EXERCISE DETAILS:
Rewrite the items below as a numbered list, from their first line through the line that contains "246L238 231L278 253L310", with blank lines left out.

AVAILABLE DATA:

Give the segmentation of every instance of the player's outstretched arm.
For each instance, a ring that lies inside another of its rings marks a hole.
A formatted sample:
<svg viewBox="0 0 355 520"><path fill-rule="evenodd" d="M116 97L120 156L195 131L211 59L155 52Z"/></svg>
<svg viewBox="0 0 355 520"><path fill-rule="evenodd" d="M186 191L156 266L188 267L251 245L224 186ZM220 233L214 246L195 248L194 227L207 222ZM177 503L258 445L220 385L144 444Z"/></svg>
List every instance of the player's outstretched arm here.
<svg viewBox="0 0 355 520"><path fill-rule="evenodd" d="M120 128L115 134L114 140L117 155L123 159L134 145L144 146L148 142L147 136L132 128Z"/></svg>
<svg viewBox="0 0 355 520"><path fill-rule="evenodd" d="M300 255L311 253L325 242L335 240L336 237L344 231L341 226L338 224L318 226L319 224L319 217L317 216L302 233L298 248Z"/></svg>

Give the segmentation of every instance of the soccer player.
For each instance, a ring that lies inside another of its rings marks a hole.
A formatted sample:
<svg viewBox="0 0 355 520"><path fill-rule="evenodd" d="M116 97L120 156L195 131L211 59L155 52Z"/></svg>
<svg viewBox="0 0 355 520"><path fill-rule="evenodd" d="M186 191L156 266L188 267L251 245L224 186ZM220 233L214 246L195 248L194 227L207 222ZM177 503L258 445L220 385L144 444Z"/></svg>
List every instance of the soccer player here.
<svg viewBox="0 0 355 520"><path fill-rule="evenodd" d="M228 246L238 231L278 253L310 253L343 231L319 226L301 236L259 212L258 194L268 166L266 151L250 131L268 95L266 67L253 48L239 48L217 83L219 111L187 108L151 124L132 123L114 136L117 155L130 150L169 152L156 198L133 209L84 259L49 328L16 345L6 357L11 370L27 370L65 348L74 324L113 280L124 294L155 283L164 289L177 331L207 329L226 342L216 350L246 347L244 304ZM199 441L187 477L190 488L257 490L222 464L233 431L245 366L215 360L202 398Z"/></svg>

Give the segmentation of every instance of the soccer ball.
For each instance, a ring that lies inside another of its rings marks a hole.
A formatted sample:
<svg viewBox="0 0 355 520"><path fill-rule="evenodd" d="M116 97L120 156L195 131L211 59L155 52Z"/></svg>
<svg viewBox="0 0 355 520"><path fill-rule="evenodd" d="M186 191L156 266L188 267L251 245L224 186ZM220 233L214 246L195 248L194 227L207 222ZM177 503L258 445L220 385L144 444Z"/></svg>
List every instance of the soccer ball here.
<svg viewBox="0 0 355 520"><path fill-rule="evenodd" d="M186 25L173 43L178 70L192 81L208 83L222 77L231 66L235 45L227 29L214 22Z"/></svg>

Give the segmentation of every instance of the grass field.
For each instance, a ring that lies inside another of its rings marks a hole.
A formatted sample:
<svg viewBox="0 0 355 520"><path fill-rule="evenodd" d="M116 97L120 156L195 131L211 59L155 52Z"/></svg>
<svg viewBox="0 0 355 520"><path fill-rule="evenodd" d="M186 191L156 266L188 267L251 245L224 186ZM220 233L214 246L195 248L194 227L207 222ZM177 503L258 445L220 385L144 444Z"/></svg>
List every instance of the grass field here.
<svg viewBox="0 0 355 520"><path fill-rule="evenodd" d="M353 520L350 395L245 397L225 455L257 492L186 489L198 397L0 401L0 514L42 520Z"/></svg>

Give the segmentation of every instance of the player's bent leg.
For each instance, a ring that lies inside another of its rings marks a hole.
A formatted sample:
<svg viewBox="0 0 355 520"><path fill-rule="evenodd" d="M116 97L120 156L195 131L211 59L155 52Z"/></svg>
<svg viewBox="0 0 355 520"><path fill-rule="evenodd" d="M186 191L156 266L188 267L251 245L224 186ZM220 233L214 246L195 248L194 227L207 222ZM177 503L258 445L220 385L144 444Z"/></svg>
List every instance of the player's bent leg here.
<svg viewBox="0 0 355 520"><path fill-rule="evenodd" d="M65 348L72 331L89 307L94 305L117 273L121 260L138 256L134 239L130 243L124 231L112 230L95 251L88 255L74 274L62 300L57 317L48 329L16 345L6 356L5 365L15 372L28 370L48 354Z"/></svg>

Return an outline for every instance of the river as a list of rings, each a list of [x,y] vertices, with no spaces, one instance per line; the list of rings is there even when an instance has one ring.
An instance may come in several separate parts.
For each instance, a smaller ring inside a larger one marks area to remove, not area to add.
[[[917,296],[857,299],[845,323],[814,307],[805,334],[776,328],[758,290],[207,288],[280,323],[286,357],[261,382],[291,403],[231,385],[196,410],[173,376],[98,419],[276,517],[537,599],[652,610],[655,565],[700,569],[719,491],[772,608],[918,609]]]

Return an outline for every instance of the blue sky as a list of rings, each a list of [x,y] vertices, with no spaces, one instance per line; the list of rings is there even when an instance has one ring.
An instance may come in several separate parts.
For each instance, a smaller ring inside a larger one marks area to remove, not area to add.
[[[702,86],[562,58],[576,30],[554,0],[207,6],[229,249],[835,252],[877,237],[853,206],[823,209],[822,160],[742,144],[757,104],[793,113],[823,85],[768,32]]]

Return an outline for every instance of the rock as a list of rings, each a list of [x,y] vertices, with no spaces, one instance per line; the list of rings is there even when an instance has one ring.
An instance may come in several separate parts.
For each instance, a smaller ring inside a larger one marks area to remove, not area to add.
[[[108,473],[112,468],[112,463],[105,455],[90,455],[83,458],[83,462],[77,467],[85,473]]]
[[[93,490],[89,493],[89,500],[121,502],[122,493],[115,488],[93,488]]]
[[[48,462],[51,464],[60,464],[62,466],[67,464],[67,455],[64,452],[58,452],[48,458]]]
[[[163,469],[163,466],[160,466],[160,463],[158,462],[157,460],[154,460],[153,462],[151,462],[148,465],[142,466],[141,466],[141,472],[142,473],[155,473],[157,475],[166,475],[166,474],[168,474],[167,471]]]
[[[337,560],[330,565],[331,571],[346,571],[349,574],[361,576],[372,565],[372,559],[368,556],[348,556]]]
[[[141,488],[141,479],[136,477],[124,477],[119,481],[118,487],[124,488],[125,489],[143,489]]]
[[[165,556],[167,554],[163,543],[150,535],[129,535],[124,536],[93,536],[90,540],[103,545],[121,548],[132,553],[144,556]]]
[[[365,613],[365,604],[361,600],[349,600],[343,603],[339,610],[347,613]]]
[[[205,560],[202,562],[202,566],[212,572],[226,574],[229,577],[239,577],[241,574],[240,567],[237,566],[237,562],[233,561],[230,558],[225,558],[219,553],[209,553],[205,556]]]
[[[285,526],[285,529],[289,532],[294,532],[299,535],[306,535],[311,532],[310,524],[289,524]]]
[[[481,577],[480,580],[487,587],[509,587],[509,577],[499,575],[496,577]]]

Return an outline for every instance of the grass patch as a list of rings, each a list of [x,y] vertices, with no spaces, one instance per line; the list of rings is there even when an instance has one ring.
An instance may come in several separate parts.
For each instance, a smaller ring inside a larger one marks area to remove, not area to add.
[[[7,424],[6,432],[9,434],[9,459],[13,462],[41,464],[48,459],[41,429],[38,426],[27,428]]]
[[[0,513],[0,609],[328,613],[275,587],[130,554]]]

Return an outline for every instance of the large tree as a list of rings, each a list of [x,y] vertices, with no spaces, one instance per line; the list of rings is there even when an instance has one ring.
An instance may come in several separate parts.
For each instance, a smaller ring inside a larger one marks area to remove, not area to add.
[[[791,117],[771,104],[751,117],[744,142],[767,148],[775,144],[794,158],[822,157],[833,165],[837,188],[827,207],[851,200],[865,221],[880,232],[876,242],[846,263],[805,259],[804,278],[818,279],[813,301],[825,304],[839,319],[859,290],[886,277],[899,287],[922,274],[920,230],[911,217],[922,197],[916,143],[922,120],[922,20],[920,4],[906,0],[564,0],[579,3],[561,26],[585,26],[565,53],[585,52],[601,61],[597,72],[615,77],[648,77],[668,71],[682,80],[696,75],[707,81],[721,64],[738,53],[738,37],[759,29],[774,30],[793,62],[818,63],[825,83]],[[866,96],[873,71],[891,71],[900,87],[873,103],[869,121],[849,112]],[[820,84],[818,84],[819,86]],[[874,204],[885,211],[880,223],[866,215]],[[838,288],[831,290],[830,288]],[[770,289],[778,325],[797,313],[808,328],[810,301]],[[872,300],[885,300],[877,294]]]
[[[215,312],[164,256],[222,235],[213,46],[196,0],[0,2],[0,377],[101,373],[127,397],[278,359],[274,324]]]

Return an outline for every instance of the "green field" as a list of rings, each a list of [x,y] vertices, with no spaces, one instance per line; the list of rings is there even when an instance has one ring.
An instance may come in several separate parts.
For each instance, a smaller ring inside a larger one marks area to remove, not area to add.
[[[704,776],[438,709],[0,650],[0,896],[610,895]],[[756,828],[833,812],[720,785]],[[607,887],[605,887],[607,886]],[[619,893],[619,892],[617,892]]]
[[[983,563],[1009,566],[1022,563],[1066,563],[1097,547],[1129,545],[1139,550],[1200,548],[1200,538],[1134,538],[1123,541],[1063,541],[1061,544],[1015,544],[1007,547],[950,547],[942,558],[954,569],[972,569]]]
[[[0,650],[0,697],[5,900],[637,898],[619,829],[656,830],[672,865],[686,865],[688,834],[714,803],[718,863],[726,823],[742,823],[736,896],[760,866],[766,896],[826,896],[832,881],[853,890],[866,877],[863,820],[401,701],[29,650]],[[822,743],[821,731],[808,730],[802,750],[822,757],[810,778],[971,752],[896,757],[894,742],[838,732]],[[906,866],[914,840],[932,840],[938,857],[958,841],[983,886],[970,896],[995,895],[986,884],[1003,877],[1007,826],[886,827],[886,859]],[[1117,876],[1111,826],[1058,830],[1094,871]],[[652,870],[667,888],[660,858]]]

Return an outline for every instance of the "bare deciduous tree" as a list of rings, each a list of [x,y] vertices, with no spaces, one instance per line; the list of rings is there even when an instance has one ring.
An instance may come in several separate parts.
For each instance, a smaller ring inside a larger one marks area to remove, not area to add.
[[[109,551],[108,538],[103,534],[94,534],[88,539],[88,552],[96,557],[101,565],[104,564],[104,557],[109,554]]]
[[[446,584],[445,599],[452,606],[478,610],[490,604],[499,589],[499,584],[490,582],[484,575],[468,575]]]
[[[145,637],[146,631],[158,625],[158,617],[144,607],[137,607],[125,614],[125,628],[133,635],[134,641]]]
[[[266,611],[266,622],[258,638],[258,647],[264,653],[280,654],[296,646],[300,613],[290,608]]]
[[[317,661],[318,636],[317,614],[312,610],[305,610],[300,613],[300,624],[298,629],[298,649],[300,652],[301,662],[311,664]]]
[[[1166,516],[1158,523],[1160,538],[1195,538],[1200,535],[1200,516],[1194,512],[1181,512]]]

CORRECT ANSWER:
1. Give the segmentation of every instance of the player's outstretched arm.
2. For each instance, a ring that lies inside another of its rings marks a hole.
3. A formatted sample:
4. <svg viewBox="0 0 355 520"><path fill-rule="evenodd" d="M116 97L120 156L195 131L211 59L155 52Z"/></svg>
5. <svg viewBox="0 0 355 520"><path fill-rule="evenodd" d="M186 191L156 266L188 267L251 245L224 186ZM220 233L214 246L195 248L194 227L207 222ZM177 503L258 445L220 385L144 444Z"/></svg>
6. List every instance of the player's outstretched arm here.
7. <svg viewBox="0 0 355 520"><path fill-rule="evenodd" d="M120 128L115 134L114 140L117 155L123 159L134 145L144 146L148 142L147 136L132 128Z"/></svg>
8. <svg viewBox="0 0 355 520"><path fill-rule="evenodd" d="M300 255L311 253L325 242L335 240L336 237L344 231L341 226L338 224L318 226L319 224L319 217L317 216L302 233L298 248Z"/></svg>
9. Give the segmentation of every instance of the soccer player.
10. For each instance, a ring that lies inside another of its rings marks a hole.
11. A formatted sample:
12. <svg viewBox="0 0 355 520"><path fill-rule="evenodd" d="M116 97L120 156L195 131L211 59L155 52Z"/></svg>
13. <svg viewBox="0 0 355 520"><path fill-rule="evenodd" d="M186 191L156 266L188 267L251 245L224 186ZM220 233L214 246L195 248L194 227L207 222ZM177 503L258 445L220 385L144 444Z"/></svg>
14. List every instance of the soccer player here.
15. <svg viewBox="0 0 355 520"><path fill-rule="evenodd" d="M228 246L238 231L278 253L310 253L343 231L319 226L301 236L259 212L258 194L268 166L266 151L250 131L268 95L266 67L253 48L239 48L217 83L219 111L187 108L151 124L132 123L114 136L117 155L130 150L169 152L156 198L133 209L84 259L49 328L16 345L6 357L11 370L27 370L65 348L74 324L113 280L124 294L155 283L164 289L177 331L207 329L226 342L216 350L246 347L244 304ZM199 441L187 477L190 488L257 490L222 464L233 431L245 366L215 360L202 398Z"/></svg>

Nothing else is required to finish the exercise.